Request:
Copy the data below line for line, changing nothing.

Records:

+++++

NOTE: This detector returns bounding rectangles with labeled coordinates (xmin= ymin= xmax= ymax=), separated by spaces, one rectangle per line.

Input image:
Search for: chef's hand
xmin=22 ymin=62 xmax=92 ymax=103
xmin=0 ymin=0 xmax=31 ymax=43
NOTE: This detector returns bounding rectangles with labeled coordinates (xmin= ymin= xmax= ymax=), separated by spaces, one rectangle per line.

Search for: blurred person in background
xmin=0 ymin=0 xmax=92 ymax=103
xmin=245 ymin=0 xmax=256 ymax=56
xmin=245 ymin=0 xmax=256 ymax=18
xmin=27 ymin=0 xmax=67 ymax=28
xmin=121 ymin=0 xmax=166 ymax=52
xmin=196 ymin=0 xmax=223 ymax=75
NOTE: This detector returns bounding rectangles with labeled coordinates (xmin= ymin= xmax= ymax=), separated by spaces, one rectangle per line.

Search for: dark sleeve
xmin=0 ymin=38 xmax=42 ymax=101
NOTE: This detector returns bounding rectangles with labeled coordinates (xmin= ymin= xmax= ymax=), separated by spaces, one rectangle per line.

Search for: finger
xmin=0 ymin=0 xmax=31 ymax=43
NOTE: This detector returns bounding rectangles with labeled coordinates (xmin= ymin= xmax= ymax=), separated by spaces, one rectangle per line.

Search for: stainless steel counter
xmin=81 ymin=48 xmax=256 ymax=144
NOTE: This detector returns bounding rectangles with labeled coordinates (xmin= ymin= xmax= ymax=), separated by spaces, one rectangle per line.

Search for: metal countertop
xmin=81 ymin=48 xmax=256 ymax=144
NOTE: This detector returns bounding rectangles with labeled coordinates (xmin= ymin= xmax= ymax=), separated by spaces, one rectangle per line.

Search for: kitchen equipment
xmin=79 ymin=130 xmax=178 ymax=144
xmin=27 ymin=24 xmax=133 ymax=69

+++++

Solved problem:
NOTE: This detector returns bounding rectangles with labeled coordinates (xmin= ymin= xmax= ymax=), separated by spaces, one rectangle per line.

Input image:
Search for: chef's hand
xmin=22 ymin=62 xmax=92 ymax=103
xmin=0 ymin=0 xmax=31 ymax=43
NOTE: This detector returns bounding rectangles with labeled coordinates (xmin= ymin= xmax= ymax=), separated by spaces, one rectangle per line.

Search for: blurred person in background
xmin=0 ymin=0 xmax=92 ymax=103
xmin=245 ymin=0 xmax=256 ymax=56
xmin=245 ymin=0 xmax=256 ymax=18
xmin=27 ymin=0 xmax=67 ymax=28
xmin=121 ymin=0 xmax=166 ymax=52
xmin=196 ymin=0 xmax=223 ymax=75
NOTE: This detector returns bounding rectangles with labeled coordinates (xmin= ymin= xmax= ymax=), separated by spaces, one rectangle per line.

Search for: dark sleeve
xmin=0 ymin=38 xmax=42 ymax=101
NOTE: This detector returns bounding rectangles with labeled coordinates (xmin= ymin= xmax= ymax=), separated by spaces, one rectangle per line.

Search for: finger
xmin=0 ymin=0 xmax=31 ymax=43
NOTE: This detector returns bounding rectangles with labeled coordinates (xmin= ymin= xmax= ymax=), separated by spaces, one rectangle per line.

Search for: stainless steel counter
xmin=81 ymin=48 xmax=256 ymax=144
NOTE: This detector returns bounding rectangles with labeled coordinates (xmin= ymin= xmax= ymax=), separated by spaces, one rectangle per line.

Search for: metal countertop
xmin=81 ymin=48 xmax=256 ymax=144
NOTE: This detector returns bounding rectangles with labeled coordinates (xmin= ymin= xmax= ymax=), separated by spaces, one rectangle per line.

Search for: kitchen equipment
xmin=79 ymin=130 xmax=178 ymax=144
xmin=27 ymin=24 xmax=133 ymax=69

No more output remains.